Start of PROVIDED INFORMATION

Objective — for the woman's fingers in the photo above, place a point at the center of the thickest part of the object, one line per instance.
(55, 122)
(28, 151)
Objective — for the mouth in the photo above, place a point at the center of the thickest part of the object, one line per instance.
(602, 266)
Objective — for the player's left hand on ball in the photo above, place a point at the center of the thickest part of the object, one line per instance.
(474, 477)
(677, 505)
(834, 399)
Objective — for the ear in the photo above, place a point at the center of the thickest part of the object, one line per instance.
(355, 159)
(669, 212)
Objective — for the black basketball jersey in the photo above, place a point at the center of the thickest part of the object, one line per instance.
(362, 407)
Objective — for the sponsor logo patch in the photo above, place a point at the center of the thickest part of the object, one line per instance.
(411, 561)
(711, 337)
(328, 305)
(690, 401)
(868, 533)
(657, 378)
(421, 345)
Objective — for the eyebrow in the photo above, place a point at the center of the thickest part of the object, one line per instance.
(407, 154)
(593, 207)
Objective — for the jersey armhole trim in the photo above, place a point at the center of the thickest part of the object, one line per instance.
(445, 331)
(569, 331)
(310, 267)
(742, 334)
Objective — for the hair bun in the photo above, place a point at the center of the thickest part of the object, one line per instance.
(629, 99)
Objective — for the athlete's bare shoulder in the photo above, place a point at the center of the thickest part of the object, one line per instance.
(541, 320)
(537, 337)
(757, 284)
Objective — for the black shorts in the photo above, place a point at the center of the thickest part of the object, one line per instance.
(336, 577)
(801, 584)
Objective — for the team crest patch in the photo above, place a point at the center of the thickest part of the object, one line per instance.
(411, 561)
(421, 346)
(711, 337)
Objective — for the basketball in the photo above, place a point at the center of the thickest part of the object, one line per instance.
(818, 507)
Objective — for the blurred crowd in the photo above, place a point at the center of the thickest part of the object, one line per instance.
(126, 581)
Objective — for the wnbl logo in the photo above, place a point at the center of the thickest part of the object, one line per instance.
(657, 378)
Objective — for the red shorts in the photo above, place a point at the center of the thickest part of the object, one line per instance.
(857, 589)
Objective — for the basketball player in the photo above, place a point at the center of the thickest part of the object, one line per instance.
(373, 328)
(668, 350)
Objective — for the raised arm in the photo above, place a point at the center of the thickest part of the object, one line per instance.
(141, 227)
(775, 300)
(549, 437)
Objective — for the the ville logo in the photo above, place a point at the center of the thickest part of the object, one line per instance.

End of PROVIDED INFORMATION

EXERCISE DIRECTIONS |
Edit all the lines above so that every "thickest part" becomes "widest part", with nothing else changed.

TASK SOLUTION |
Objective — for the woman's fingers in the photo above, place a point at the center of the widest part of the object, one line per instance.
(55, 122)
(28, 151)
Objective — for the mouth in the photo above, place a point at the center of the widest part of the object, one line per instance.
(602, 266)
Objective — for the player's left hand on ball in the photo above, place a point at the center of the widest part of the object, one line per instance.
(474, 477)
(677, 505)
(834, 399)
Objective — for the ear in the photo above, place a point at the center of the widest part of the object, one line per instance.
(355, 159)
(669, 212)
Objective — for the black basketball jersey in the photo above, place a point at the center of the widest part of the object, one line per instance.
(362, 407)
Objective — for the sponsor logo patch in the photo above, place a point at the center of the widest part of the object, one line per instance.
(411, 561)
(711, 337)
(328, 305)
(690, 401)
(868, 533)
(657, 378)
(421, 345)
Objective — for the eyebrow in the photo above, place a point at the center of the widest part of the object, one line per instance.
(407, 154)
(593, 207)
Objective — for the jersey armhole trim in the photo above, place a point at the center of the widest part of the object, one line per instance.
(445, 331)
(569, 331)
(310, 267)
(742, 334)
Objective — for the hair bun in the photo above, place a point at the center of the widest part of the object, one line per instance.
(629, 99)
Objective — for the athlete's bare shoulder in the photo above, place a point at the center of the widest part of the object, one line per instance.
(541, 320)
(537, 337)
(757, 284)
Objective — for the black shorts in the photo above, place a point at the center of the widest part of the object, one line per instance.
(336, 577)
(801, 584)
Objective — for the team crest patch in the photo above, place a point at the center of the widest part of the object, one line per instance.
(411, 561)
(421, 346)
(711, 337)
Objective — for the basketball in the photo above, place a point at the center of the widest part of the object, one line per instance.
(818, 507)
Objective — for the blurred crowd in the photo above, place a point at the center of the widest part of the object, one line per instance.
(126, 581)
Objective — for the wnbl logo in the photo above, place a point at the center of the widest part of the object, one line per instance.
(657, 378)
Objective — for the red shorts in the photo above, place a point at the center of the widest part of the object, one line per instance.
(857, 589)
Objective — for the basketball player in the photo above, place a point at the center of the widest part of the object, one line per instance.
(373, 328)
(668, 350)
Objective — for the raised arm in the photo above, place a point at the center of the widest part of the object, one line per instance.
(141, 227)
(775, 300)
(549, 437)
Objective — for the the ville logo in the photo above, place a point at the center of the widest part of the object, one line per instance.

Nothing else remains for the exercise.